* How to complete this task *
Could you filter the records below down to the lines that include the word "dark"?

* Input material *
========================================

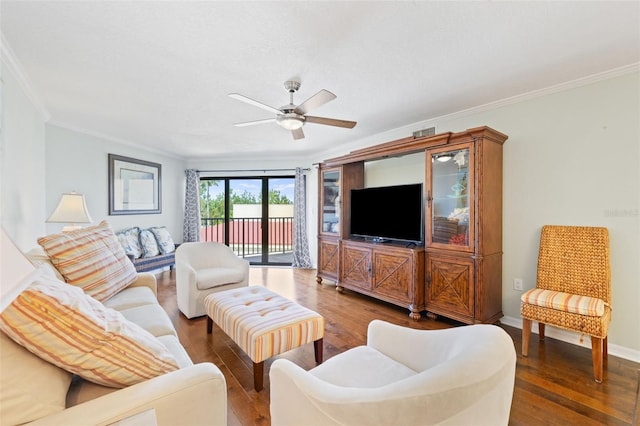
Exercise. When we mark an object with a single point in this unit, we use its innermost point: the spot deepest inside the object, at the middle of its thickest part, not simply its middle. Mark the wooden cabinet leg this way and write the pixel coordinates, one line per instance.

========================================

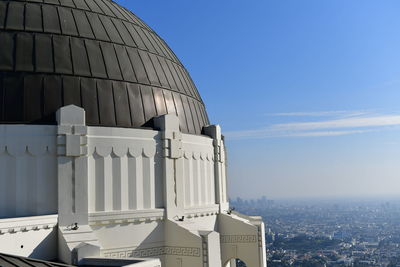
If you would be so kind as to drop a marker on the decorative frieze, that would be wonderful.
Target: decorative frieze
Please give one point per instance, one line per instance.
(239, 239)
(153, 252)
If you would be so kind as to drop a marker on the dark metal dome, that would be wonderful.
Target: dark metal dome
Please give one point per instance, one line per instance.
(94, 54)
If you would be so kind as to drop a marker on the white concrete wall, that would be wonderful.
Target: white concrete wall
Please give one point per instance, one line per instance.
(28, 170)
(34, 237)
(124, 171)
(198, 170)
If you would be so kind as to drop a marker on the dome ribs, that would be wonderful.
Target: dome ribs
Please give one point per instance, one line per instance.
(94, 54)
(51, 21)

========================================

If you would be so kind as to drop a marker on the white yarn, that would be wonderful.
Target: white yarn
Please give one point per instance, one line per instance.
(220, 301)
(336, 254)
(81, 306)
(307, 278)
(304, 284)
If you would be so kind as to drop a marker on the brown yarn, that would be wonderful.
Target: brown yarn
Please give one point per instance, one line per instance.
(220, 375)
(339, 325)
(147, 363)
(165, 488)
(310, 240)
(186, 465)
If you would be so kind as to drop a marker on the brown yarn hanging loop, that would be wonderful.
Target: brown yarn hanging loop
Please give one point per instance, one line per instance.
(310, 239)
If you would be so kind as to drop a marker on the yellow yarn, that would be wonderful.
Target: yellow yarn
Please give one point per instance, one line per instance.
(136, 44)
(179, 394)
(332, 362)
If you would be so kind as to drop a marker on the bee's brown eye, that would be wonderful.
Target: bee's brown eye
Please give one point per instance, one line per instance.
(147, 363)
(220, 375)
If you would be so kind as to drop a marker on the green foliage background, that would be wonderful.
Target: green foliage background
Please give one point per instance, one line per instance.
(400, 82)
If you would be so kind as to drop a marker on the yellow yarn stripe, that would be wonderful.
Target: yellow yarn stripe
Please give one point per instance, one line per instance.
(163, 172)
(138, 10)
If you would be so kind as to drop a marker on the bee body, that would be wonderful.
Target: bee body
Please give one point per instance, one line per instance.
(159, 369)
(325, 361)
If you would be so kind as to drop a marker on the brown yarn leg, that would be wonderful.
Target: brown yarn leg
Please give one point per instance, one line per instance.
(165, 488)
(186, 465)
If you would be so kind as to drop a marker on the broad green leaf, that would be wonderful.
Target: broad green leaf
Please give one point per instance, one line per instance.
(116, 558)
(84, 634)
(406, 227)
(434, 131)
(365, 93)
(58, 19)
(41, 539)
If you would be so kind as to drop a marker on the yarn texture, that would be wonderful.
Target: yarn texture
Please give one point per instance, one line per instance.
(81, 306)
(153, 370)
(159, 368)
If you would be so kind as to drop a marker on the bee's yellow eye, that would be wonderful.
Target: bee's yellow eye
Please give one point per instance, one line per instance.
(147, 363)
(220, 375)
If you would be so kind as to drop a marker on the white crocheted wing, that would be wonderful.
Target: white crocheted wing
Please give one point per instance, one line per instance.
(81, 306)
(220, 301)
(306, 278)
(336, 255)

========================================

* Written solution *
If you would be so kind as to drop a marker on the dark metal dome, that would be wonderful.
Target: dark metal dome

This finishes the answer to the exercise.